**SOURCE:**
::::::::::
Re: Performance of count(*)

From: Andreas Kostyrka <andreas(at)kostyrka(dot)org>
To: Andreas Tille <tillea(at)rki(dot)de>
Cc: pgsql-performance(at)postgresql(dot)org
Subject: Re: Performance of count(*)
Date: 2007-03-22 12:29:46
Message-ID: 20070322122944.GD4439@andi-lap.la.revver.com
Views: Raw Message | Whole Thread | Download mbox | Resend email
Thread:
Lists: pgsql-performance

* Andreas Tille <tillea(at)rki(dot)de> [070322 13:24]:
> On Thu, 22 Mar 2007, Andreas Kostyrka wrote:
>
> >Which version of PG?
>
> Ahh, sorry, forgot that. The issue occurs in Debian (Etch) packaged
> version 7.4.16. I plan to switch soon to 8.1.8.
I'd recommend 8.2 if at all possible :)
>
> >That's the reason why PG (check the newest releases, I seem to
> >remember that there has been some aggregate optimizations there),
>
> I'll verify this once I moved to the new version.
8.1 won't help you I'd guess. ;)

>
> >does
> >a SeqScan for select count(*) from table. btw, depending upon your
> >data, doing a select count(*) from table where user=X will use an
> >Index, but will still need to fetch the rows proper to validate them.
>
> I have an index on three (out of 7 columns) of this table. Is there
> any chance to optimize indexing regarding this.
Well, that depends upon you query pattern. It's an art and a science
at the same time ;)
>
> Well, to be honest I'm not really interested in the performance of
> count(*). I was just discussing general performance issues on the
> phone line and when my colleague asked me about the size of the
> database he just wonderd why this takes so long for a job his
> MS-SQL server is much faster. So in principle I was just asking
> a first question that is easy to ask. Perhaps I come up with
> more difficult optimisation questions.
::::::::::
**WHAT IS NEEDED:** In the mailing-list reply about count(*) performance, which PostgreSQL version does the issue occur in?

**RECORD LIST:**
::::::::::
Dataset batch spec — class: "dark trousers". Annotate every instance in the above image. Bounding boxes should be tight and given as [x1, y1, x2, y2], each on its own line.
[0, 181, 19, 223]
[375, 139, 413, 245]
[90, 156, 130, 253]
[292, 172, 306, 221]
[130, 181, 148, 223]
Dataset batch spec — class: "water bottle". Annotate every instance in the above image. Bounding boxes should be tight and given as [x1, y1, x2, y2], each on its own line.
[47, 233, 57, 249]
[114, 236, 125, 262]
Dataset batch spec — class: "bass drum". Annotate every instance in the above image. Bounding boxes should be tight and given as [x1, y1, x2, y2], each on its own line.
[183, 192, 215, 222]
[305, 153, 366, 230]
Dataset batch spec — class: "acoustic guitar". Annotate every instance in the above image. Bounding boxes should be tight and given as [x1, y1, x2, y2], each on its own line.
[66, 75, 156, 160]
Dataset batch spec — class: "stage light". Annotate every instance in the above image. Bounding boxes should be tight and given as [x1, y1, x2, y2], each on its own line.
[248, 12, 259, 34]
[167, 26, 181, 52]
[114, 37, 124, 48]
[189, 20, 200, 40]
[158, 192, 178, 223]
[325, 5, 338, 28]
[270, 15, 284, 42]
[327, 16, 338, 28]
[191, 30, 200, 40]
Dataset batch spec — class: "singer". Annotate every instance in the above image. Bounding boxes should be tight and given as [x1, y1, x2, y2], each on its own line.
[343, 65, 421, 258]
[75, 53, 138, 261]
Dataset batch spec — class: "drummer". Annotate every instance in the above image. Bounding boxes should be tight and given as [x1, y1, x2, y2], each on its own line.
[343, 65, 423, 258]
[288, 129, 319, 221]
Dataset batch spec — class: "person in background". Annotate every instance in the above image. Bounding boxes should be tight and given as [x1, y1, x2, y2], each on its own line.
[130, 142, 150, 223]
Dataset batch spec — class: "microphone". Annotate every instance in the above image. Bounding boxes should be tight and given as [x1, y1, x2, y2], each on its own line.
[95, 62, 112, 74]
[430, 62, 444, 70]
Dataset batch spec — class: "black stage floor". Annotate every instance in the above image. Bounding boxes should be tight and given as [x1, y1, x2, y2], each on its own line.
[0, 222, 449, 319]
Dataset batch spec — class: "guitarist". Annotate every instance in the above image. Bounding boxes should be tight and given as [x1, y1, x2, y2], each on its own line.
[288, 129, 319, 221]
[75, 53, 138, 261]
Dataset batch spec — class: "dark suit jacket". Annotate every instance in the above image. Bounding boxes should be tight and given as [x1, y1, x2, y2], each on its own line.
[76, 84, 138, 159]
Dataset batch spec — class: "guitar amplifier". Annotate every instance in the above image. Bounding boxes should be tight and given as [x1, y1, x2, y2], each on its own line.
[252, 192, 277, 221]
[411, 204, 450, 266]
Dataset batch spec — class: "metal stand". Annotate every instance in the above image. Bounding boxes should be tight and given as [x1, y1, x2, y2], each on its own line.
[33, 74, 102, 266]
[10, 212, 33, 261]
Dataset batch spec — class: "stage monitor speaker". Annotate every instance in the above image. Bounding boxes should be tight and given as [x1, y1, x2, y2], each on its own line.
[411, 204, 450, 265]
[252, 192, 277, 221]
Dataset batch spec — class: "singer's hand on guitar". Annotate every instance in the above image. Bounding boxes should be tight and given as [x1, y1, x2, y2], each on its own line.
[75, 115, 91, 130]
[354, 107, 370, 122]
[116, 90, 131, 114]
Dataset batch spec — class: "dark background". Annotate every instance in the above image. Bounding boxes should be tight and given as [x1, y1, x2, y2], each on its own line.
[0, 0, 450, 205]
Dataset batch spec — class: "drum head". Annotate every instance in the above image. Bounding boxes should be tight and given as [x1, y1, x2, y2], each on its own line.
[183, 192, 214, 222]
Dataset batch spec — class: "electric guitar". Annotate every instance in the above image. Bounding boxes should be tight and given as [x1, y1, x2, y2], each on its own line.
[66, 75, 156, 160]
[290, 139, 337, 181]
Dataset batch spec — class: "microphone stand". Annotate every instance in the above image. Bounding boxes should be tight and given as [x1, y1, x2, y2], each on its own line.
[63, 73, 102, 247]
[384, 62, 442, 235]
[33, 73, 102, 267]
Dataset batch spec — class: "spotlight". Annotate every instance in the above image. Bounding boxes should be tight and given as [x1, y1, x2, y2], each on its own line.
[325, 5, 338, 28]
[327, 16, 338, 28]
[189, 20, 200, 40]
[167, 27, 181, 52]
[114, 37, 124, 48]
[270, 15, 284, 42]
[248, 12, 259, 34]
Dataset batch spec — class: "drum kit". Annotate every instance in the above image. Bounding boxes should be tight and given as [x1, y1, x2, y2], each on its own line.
::::::::::
**RESULT BELOW:** The Debian (Etch) packaged version 7.4.16.